| TEXTE SOURCE |
Poursuivant un doctorat en histoire de l'art à l'Université de Montréal sur les liens qui unissent conscience humaine et arts visuels, la commissaire invitée Anne-Marie Ninacs est en passe de réussir son pari d'intéresser un large public à la photo. Il y avait près de 1000 personnes au lancement de l'événement à l'Arsenal, le 8 septembre.

Le goût pour les questions existentielles d'Anne-Marie Ninacs a imprimé à l'événement un regard introspectif de la photo, les photographes retenus ayant tourné leur lentille «vers eux-mêmes».

«Quand je fais des expositions, les questions que je pose sont très souvent philosophiques, sur le sens de la vie, ce qu'on fait de notre existence, comment trouver un sentiment de présence, et je constate que non seulement les artistes se les posent à travers leur pratique, mais je les trouve aussi nécessaires en ce moment, quand on regarde autour de nous.»

| CONSIGNE |
Recopiez mot pour mot le passage du texte sur Anne-Marie Ninacs, depuis « Poursuivant un doctorat » jusqu'à « le 8 septembre. » inclus.

| DONNÉES SOURCES |

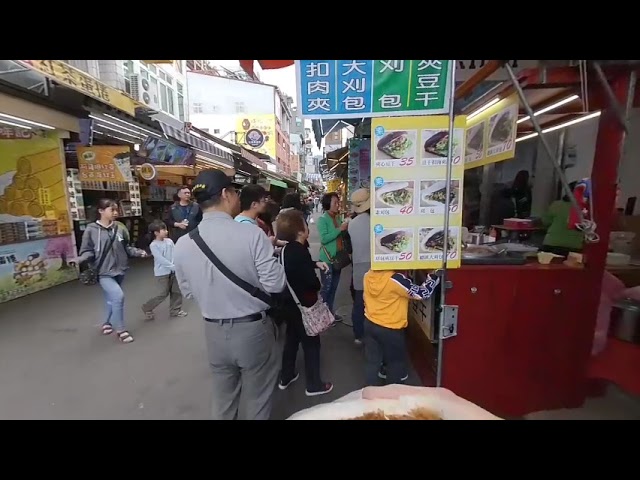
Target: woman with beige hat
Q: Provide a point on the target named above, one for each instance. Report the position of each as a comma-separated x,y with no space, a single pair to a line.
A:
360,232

---

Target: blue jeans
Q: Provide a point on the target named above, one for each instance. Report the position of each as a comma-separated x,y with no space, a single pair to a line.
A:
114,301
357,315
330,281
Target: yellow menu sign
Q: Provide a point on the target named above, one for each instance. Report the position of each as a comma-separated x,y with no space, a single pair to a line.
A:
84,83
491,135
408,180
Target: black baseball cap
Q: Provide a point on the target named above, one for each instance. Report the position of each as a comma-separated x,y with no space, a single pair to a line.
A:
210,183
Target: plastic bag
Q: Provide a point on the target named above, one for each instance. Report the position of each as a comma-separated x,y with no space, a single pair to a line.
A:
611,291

| RÉPONSE |
Poursuivant un doctorat en histoire de l'art à l'Université de Montréal sur les liens qui unissent conscience humaine et arts visuels, la commissaire invitée Anne-Marie Ninacs est en passe de réussir son pari d'intéresser un large public à la photo. Il y avait près de 1000 personnes au lancement de l'événement à l'Arsenal, le 8 septembre.